#### Aangeleverde items:
* * * * * * * * *
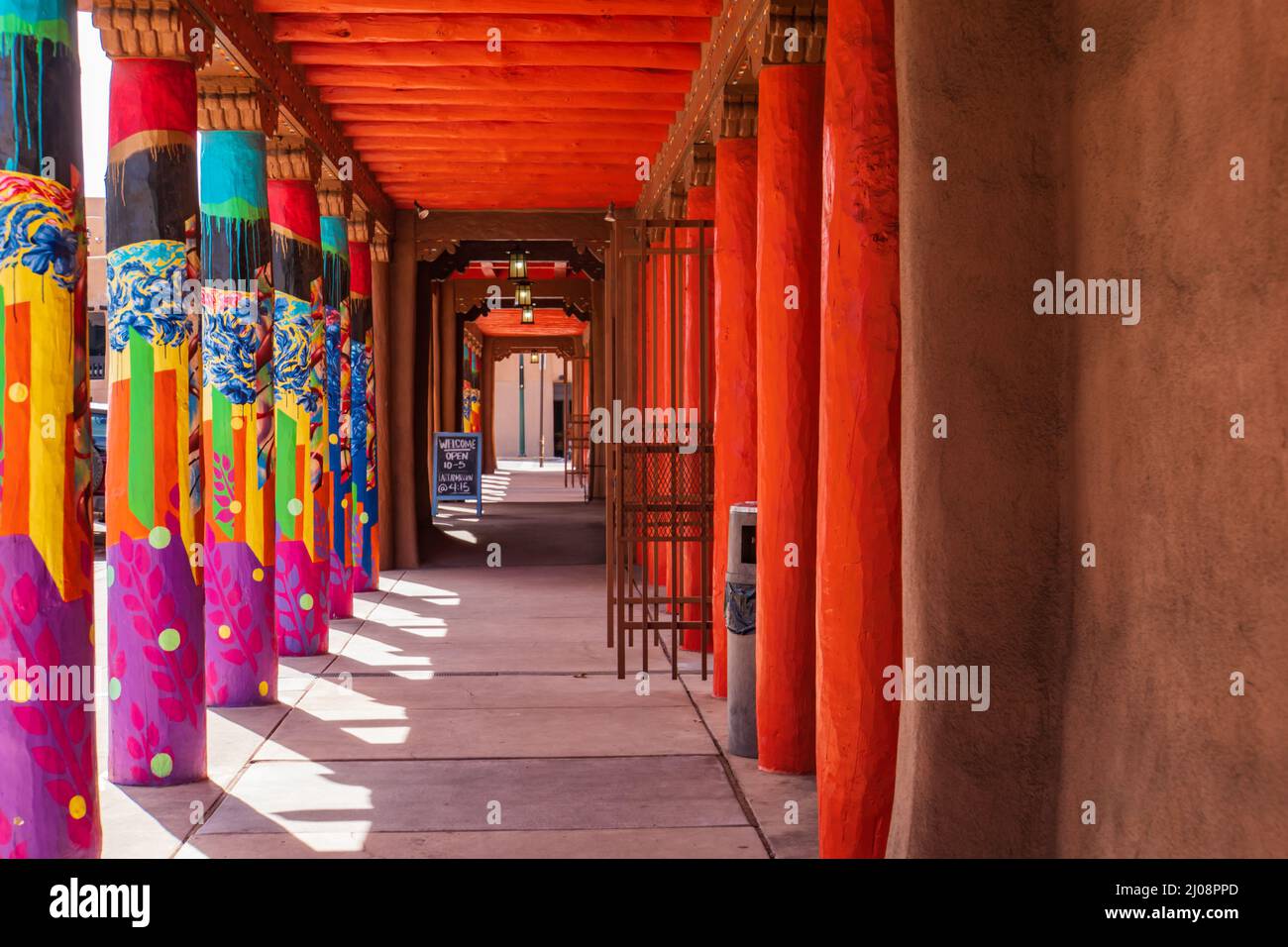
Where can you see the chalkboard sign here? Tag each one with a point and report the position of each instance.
(458, 468)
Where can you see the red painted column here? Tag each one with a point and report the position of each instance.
(660, 381)
(734, 352)
(789, 209)
(700, 206)
(859, 582)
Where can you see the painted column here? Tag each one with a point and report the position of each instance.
(48, 770)
(789, 209)
(237, 394)
(660, 382)
(380, 369)
(335, 277)
(156, 639)
(734, 342)
(402, 386)
(301, 486)
(365, 497)
(859, 535)
(699, 205)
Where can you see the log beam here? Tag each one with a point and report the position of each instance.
(402, 27)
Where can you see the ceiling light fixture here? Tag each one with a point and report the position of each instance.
(518, 263)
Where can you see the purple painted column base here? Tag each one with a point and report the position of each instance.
(155, 659)
(48, 784)
(342, 587)
(241, 642)
(300, 600)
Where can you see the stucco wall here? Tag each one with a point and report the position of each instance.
(1109, 684)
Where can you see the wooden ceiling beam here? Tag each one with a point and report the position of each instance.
(647, 137)
(248, 39)
(400, 27)
(428, 154)
(447, 163)
(503, 176)
(587, 8)
(563, 227)
(669, 102)
(651, 55)
(515, 80)
(529, 114)
(730, 35)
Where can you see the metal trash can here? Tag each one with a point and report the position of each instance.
(741, 626)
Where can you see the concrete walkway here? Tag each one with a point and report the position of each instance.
(472, 711)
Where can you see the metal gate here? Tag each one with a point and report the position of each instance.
(660, 474)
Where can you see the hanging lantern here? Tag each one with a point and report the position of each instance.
(523, 294)
(518, 264)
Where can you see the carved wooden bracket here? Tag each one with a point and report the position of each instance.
(563, 347)
(335, 198)
(151, 29)
(235, 103)
(380, 245)
(702, 167)
(795, 33)
(294, 158)
(738, 107)
(675, 201)
(360, 227)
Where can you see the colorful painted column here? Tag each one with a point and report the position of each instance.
(303, 488)
(699, 205)
(787, 342)
(366, 504)
(335, 279)
(237, 395)
(734, 357)
(48, 770)
(859, 534)
(156, 641)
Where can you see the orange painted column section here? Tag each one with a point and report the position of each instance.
(734, 354)
(700, 205)
(660, 381)
(789, 210)
(859, 538)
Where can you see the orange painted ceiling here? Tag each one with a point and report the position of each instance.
(555, 118)
(550, 322)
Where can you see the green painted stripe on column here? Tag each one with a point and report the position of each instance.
(222, 436)
(284, 474)
(4, 385)
(142, 486)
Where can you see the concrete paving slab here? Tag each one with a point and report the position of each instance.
(446, 795)
(490, 733)
(773, 796)
(613, 843)
(369, 697)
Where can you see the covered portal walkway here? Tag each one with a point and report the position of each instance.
(462, 715)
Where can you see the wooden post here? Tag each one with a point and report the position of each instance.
(859, 532)
(299, 402)
(50, 785)
(237, 392)
(787, 343)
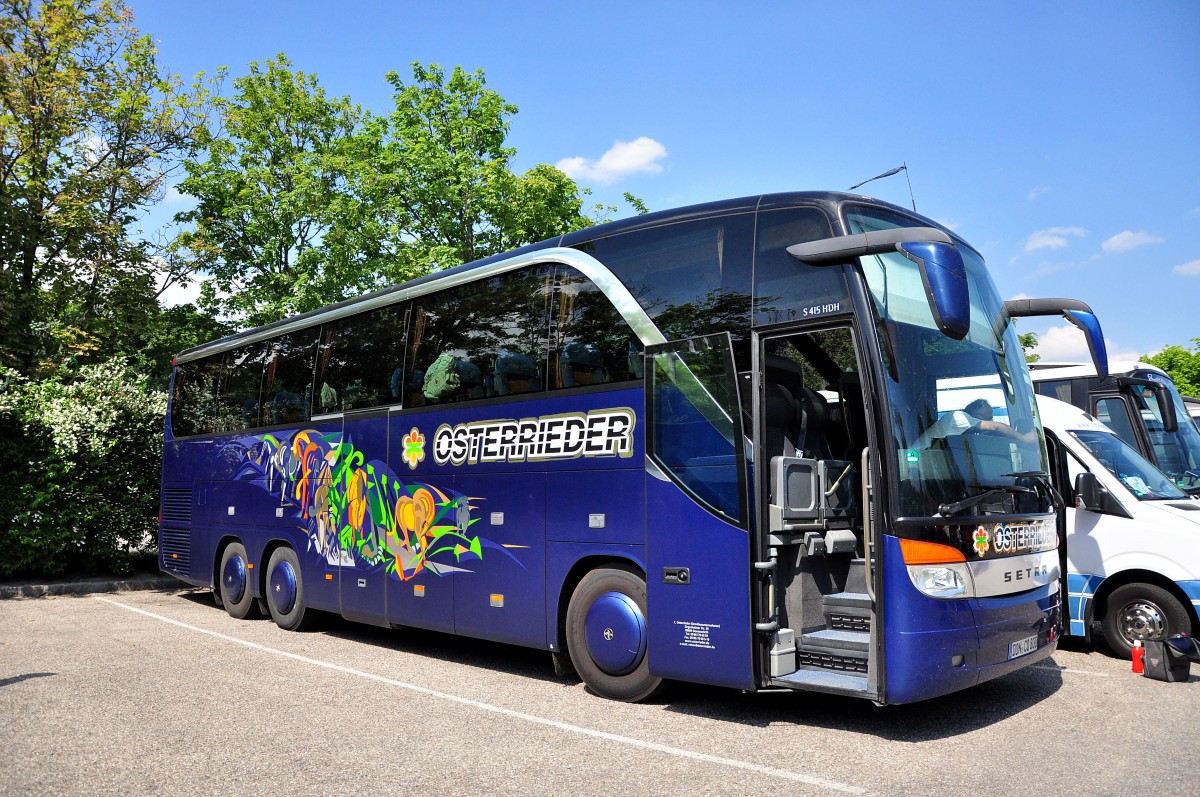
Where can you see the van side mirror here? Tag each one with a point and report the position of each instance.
(1092, 496)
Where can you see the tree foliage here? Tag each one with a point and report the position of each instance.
(441, 184)
(1029, 342)
(270, 183)
(79, 461)
(1182, 364)
(89, 127)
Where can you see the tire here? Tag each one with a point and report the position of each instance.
(235, 587)
(1141, 611)
(285, 591)
(606, 635)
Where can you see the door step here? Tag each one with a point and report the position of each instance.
(849, 611)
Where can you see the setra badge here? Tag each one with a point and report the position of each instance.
(981, 540)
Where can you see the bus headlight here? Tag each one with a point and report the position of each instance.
(937, 570)
(942, 580)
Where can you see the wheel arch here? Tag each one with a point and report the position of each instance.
(1117, 580)
(575, 575)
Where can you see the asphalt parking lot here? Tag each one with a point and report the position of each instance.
(159, 691)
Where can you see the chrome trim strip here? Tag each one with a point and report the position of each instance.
(1012, 574)
(604, 279)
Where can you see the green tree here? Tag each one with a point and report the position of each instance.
(1182, 364)
(274, 216)
(442, 186)
(1029, 342)
(88, 130)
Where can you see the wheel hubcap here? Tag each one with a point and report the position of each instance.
(1143, 621)
(283, 587)
(615, 630)
(233, 579)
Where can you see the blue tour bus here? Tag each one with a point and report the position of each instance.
(685, 445)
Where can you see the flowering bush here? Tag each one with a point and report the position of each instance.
(79, 469)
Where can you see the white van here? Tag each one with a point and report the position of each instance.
(1133, 537)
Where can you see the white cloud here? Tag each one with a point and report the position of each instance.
(1053, 238)
(1067, 343)
(1129, 240)
(639, 156)
(1188, 269)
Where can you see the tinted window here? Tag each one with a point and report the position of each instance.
(240, 405)
(287, 376)
(785, 288)
(360, 360)
(193, 403)
(591, 342)
(1115, 414)
(480, 340)
(690, 277)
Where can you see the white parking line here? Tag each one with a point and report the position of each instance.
(1078, 672)
(771, 772)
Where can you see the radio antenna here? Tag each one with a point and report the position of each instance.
(903, 167)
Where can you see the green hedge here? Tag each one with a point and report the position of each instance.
(79, 471)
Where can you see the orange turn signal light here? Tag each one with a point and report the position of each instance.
(922, 552)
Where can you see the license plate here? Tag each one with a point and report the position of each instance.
(1020, 647)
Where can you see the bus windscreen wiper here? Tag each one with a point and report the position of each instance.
(989, 492)
(1043, 479)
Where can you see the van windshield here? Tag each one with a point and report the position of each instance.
(1134, 471)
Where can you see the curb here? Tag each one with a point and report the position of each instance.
(87, 587)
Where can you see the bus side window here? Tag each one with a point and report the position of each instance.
(240, 402)
(358, 361)
(479, 340)
(591, 341)
(193, 405)
(287, 376)
(1115, 414)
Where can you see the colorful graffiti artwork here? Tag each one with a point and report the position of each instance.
(359, 513)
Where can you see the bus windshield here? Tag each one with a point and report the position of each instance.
(960, 417)
(1134, 471)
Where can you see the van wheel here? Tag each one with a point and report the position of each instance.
(1141, 611)
(606, 635)
(285, 591)
(235, 582)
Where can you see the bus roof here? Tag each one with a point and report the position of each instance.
(431, 282)
(1042, 371)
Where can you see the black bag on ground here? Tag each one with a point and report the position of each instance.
(1170, 659)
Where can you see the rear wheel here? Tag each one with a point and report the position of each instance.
(1141, 611)
(235, 588)
(606, 635)
(285, 591)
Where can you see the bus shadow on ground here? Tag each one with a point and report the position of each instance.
(940, 718)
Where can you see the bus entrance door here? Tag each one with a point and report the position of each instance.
(697, 546)
(815, 610)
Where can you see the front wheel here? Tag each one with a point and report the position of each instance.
(285, 591)
(1141, 611)
(606, 635)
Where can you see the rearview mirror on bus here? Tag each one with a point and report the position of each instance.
(1077, 313)
(1162, 397)
(942, 270)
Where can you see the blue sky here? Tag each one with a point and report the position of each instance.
(1061, 139)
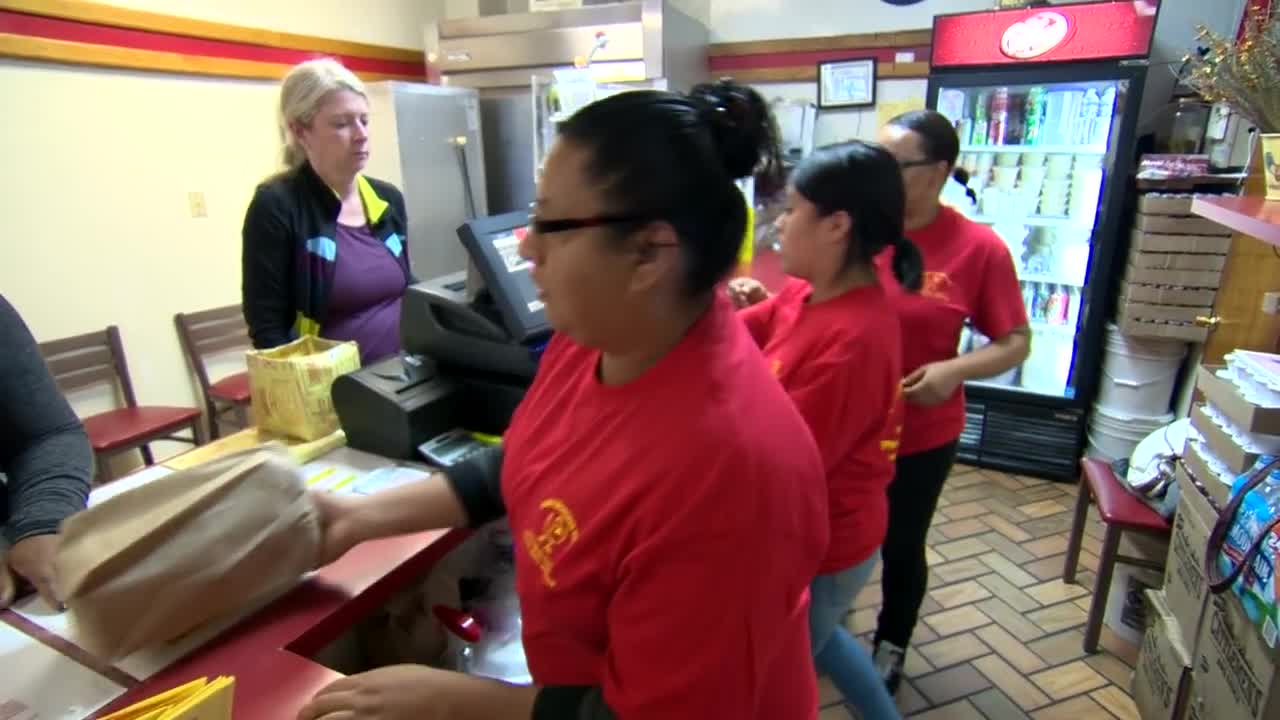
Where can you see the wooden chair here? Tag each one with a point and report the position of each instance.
(210, 332)
(97, 358)
(1121, 511)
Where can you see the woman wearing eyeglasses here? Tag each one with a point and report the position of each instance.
(666, 496)
(968, 274)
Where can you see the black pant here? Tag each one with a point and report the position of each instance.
(913, 496)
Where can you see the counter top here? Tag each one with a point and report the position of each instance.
(269, 651)
(1247, 214)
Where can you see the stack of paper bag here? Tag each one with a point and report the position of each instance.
(289, 386)
(149, 565)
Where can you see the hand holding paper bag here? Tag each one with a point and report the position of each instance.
(156, 561)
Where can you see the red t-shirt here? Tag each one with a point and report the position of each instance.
(667, 531)
(841, 363)
(968, 273)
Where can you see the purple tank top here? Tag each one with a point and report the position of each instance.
(365, 300)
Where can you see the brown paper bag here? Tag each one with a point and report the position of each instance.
(289, 386)
(156, 561)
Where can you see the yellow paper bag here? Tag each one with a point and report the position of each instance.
(197, 700)
(289, 386)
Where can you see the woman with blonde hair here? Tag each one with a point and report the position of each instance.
(324, 246)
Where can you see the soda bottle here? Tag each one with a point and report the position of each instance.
(1033, 124)
(1088, 117)
(1102, 124)
(999, 117)
(978, 132)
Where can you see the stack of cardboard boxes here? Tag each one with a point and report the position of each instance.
(1175, 265)
(1202, 657)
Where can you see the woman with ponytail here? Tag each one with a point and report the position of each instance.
(318, 209)
(832, 338)
(968, 276)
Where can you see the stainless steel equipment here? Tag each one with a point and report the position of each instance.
(428, 140)
(653, 42)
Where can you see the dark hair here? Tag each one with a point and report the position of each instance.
(771, 176)
(670, 156)
(940, 141)
(865, 181)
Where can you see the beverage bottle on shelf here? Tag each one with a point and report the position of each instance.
(999, 127)
(1088, 117)
(1054, 306)
(1106, 109)
(981, 109)
(1073, 308)
(1033, 123)
(1042, 302)
(1029, 297)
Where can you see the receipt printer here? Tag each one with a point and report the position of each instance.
(470, 350)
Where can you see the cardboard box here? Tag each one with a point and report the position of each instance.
(1193, 456)
(1183, 314)
(1229, 401)
(1176, 261)
(1176, 278)
(1137, 327)
(1179, 226)
(1157, 295)
(1185, 587)
(1221, 443)
(1165, 204)
(1161, 682)
(1237, 671)
(1165, 242)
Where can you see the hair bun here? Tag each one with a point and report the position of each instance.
(740, 124)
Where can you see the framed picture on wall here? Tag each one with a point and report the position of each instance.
(846, 83)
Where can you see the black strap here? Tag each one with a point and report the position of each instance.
(1219, 583)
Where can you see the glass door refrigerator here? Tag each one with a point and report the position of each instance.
(1046, 104)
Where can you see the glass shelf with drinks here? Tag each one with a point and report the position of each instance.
(1045, 149)
(1051, 306)
(1068, 114)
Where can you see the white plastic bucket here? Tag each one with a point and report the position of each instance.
(1114, 436)
(1138, 376)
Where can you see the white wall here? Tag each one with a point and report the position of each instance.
(96, 224)
(379, 22)
(737, 21)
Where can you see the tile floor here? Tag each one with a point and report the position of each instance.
(1000, 634)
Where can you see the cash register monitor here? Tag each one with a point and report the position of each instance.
(493, 245)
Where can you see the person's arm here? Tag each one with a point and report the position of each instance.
(759, 319)
(266, 267)
(1000, 314)
(44, 452)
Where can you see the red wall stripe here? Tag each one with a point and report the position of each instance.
(77, 31)
(812, 58)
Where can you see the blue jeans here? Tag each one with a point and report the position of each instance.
(836, 652)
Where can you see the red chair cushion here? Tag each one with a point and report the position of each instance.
(1116, 504)
(232, 387)
(126, 427)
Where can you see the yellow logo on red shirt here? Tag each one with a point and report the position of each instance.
(936, 286)
(558, 533)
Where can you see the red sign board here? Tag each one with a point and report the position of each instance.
(1057, 33)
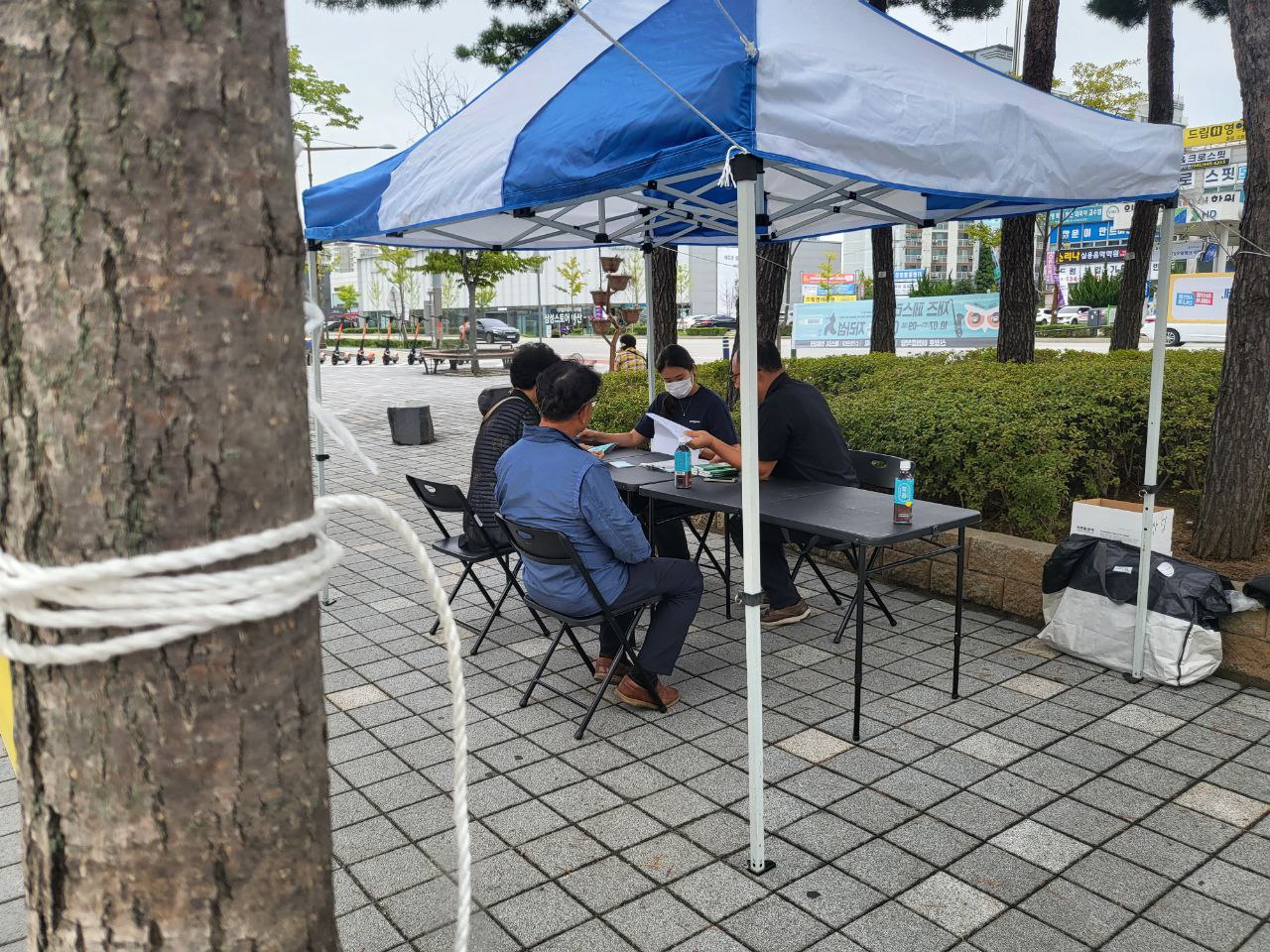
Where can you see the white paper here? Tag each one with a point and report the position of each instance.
(667, 435)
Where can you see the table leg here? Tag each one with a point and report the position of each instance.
(861, 581)
(956, 611)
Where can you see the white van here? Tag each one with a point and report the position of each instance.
(1197, 309)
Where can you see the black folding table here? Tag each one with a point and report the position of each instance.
(857, 517)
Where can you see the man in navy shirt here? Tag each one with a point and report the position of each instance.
(549, 481)
(798, 439)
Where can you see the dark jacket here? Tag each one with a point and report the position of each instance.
(503, 425)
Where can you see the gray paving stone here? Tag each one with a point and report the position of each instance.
(832, 896)
(656, 921)
(1017, 932)
(1078, 911)
(536, 915)
(775, 924)
(1125, 884)
(717, 890)
(1202, 919)
(893, 927)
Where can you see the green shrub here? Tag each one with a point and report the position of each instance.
(1017, 442)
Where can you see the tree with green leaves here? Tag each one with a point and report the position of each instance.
(574, 280)
(476, 271)
(1159, 17)
(1237, 475)
(398, 268)
(1107, 87)
(347, 296)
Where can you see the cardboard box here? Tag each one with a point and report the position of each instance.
(1110, 518)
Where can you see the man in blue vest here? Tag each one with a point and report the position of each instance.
(547, 480)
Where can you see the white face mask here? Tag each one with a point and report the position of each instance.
(680, 389)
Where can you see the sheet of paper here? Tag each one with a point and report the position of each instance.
(667, 435)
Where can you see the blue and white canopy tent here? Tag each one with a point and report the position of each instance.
(730, 122)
* * * * * * * * *
#### Doel:
Herschaal alleen de regels van de regel met "Where can you see the brown" tot en met de regel met "(1046, 104)", en geef al deze regels opnieuw weer, ook de regels zonder coördinaten. Vermenigvuldig elke coördinaatwaarde met 1,05 en rond af op een geheel getal, waarbij halven naar boven worden afgerond.

#### Resultaat:
Where can you see the brown paper bag here? Tag each one with a point and report the position of each instance.
(303, 405)
(164, 589)
Where can you see the yellow paper bag here? Tag each one with a point and report the position of each instance.
(207, 735)
(303, 405)
Where can you see the woman with blonde hair here? Tag each one with a point and report the position of each instance.
(340, 258)
Where can you see the soda bottle here? Tag each one with a point and report the position of each instance.
(1085, 130)
(1142, 123)
(1157, 130)
(1049, 123)
(1027, 139)
Where can you see the stack of cardboard boxes here? Tag each one with a point and report the position of each instance.
(1234, 278)
(1262, 690)
Where can you see the woman with ponytail here? Tag each one with a point and report the position of each instance.
(334, 219)
(874, 355)
(1016, 290)
Where can you see the stainless steel equipment here? Tag each one with a point and report the position of each instance.
(449, 147)
(686, 44)
Where can you see the dark hair here? Tag each one with a point and report the position of each instance.
(810, 185)
(704, 164)
(987, 148)
(908, 190)
Where can you see the beverage bottle on shelf here? Tag each one with a point and report the position of each instance.
(1049, 133)
(1142, 123)
(1107, 321)
(1161, 114)
(1030, 114)
(1127, 323)
(1085, 129)
(1094, 317)
(1080, 312)
Where can you see the receipt printer here? Tag each one with a point and report the position of each instance.
(494, 368)
Where can you see the cardboard box here? Tag each one with a point and report the position of each instance.
(1253, 479)
(1242, 330)
(1290, 421)
(1235, 274)
(1235, 292)
(1194, 343)
(1238, 237)
(1215, 310)
(1244, 616)
(1282, 465)
(1223, 214)
(1219, 716)
(1299, 705)
(1223, 254)
Where can you see the hair bun here? Tag each one with a point and report the position of each instance.
(777, 130)
Where can you see the framed picture on wall here? Tag each one with a point and report the position of each instance.
(888, 87)
Where can you see the black strap here? Tag each one with a point and report the position of each instance.
(1280, 612)
Where can you see the glass door refrigerator here? Tag each one with a point and report the position of each instance.
(1098, 109)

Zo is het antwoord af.